Petunjuk A.
Jawablah pertanyaan berikut berdasarkan teks tentang roja'.
(i) Apa arti kata roja'?
(ii) Apa lawan dari harapan ini?
(iii) Melalui berapa hal harapan kepada Allah dapat tumbuh?
Petunjuk B. Kutip persis bagian teks tentang roja' yang diawali kata-kata berisi "Lawan dari harapan" dan diakhiri dengan "karunia-Nya atas hamba-hambaNya.".
Petunjuk C. Terjemahkan kalimat dari teks tentang roja' ini ke dalam bahasa Inggris: "Adapun roghbah ialah rasa suka mendapatkan sesuatu yang dicintai."

Teks yang ditampilkan.

Itulah wujud dari Khauf seperti yang dilakukan oleh para sufi yang mulia.
2.1.3
Ar Roja’
Roja’ berarti mengharapkan. Apabila dikatakan rojaahu maka artinya ammalahu: dia mengharapkannya. Syaikh Utsaimin berkata, “roja’ adalah keinginan seorang insan untuk
mendapatkan sesuatu baik dalam jangka dekat maupun jangka panjang yang
diposisikan seperti sesuatu yang bisa digapai dalam jangka pendek”[5]. Syaikh
Abdullah bin Shalih Al Fauzan berkata, “asal makna roja’ adalah
menginginkan atau menantikan sesuatu yang disenangi…[6]”. Khouf artinya
perasaan takut yang muncul terhadap sesuatu yang mencelakakan, berbahaya atau
mengganggu.
Syaikh Zaid bin Hadi
Al Madkhali berkata, “roja’ adalah akhlak kaum beriman. Dan yang
dimaksud dengannya adalah menginginkan kebaikan yang ada di sisi Allah ‘azza wa jalla
berupa keutamaan, ihsan dan kebaikan dunia akhirat. Dan roja’ haruslah diiringi dengan usaha menempuh
sebab-sebab untuk mencapai tujuan…[7]”. Adapun roghbah ialah rasa suka mendapatkan sesuatu yang
dicintai. Maka apabila seseorang berdoa dan menyimpan harapan yang sangat kuat
tercapainya keinginannya maka inilah yang disebut dengan roghbah.
Allah Swt berfirman dalam surat al Anbiya
ayat 90 yang artinya: “Sesungguhnya mereka adalah
orang-orang yang selalu bersegera dalam (mengerjakan) perbuatan-perbuatan yang
baik dan mereka berdoa kepada Kami dengan harap dan cemas. Dan mereka adalah
orang-orang yang khusyu’ kepada Kami.”
Lawan dari harapan ini adalah keputusasaan
dari rahmat Allah. Allah berfirman dalam surat al Hijr ayat 56 yang artinya,“tidak ada orang yang berputus asa dari rahmat Rabbnya, kecuali
orang-orang yang sesat”.
Dalam kehidupan kita, seharusnya selalu
optimis baik dalam urusan dunia maupun akhirat. Kita tidak boleh berputus asa
pada rahmat Allah dan senantiasa bertaubat atas segala dosa baik yang dilakukan
sengaja ataupun tidak, karena manusia adalah tempatnya salah. Dalam berharap
sewajarnya haruslah diiringi dengan usaha, karena usaha merupakan musabab untuk
tercapainya tujuan dari apa yang diharapkan.
Berharap kepada Allah dapat
tumbuh melalui tiga hal, yaitu:
a.
Kesaksian dan pembenaran seorang hamba atas karunia, perbuatan ihsan Allah dan karunia-Nya atas hamba-hambaNya.

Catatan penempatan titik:

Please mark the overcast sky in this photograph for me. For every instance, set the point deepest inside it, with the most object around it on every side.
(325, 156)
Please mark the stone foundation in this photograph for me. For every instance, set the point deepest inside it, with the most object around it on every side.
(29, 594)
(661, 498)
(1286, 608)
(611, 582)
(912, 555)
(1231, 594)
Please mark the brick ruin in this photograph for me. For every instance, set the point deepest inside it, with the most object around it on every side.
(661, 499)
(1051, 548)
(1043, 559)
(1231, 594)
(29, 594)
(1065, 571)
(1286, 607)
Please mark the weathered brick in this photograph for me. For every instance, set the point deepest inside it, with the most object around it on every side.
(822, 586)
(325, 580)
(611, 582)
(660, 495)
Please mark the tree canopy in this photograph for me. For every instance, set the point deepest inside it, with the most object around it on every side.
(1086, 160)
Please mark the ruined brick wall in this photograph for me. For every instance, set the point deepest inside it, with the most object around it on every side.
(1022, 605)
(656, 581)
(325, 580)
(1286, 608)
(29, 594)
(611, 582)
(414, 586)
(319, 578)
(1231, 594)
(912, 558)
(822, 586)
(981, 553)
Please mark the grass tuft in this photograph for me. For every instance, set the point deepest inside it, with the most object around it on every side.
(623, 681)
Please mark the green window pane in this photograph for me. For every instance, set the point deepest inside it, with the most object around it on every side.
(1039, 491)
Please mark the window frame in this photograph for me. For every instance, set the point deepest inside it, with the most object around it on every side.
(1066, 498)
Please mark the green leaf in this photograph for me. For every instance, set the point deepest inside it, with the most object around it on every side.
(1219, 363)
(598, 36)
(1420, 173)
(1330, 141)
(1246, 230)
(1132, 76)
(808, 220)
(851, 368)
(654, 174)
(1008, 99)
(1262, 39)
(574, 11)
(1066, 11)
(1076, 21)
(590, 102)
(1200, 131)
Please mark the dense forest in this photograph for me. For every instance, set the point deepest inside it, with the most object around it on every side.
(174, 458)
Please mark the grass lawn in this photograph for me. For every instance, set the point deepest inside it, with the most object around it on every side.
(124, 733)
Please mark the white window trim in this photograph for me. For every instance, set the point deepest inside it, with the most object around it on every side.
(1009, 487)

Jawaban benar A.
(i) Mengharapkan.
(ii) Keputusasaan dari rahmat Allah.
(iii) Tiga hal.

Jawaban benar B.
Lawan dari harapan ini adalah keputusasaan
dari rahmat Allah. Allah berfirman dalam surat al Hijr ayat 56 yang artinya,“tidak ada orang yang berputus asa dari rahmat Rabbnya, kecuali
orang-orang yang sesat”.
Dalam kehidupan kita, seharusnya selalu
optimis baik dalam urusan dunia maupun akhirat. Kita tidak boleh berputus asa
pada rahmat Allah dan senantiasa bertaubat atas segala dosa baik yang dilakukan
sengaja ataupun tidak, karena manusia adalah tempatnya salah. Dalam berharap
sewajarnya haruslah diiringi dengan usaha, karena usaha merupakan musabab untuk
tercapainya tujuan dari apa yang diharapkan.
Berharap kepada Allah dapat
tumbuh melalui tiga hal, yaitu:
a.
Kesaksian dan pembenaran seorang hamba atas karunia, perbuatan ihsan Allah dan karunia-Nya atas hamba-hambaNya.

Jawaban benar C. As for roghbah, it is the feeling of delight in obtaining something that is loved.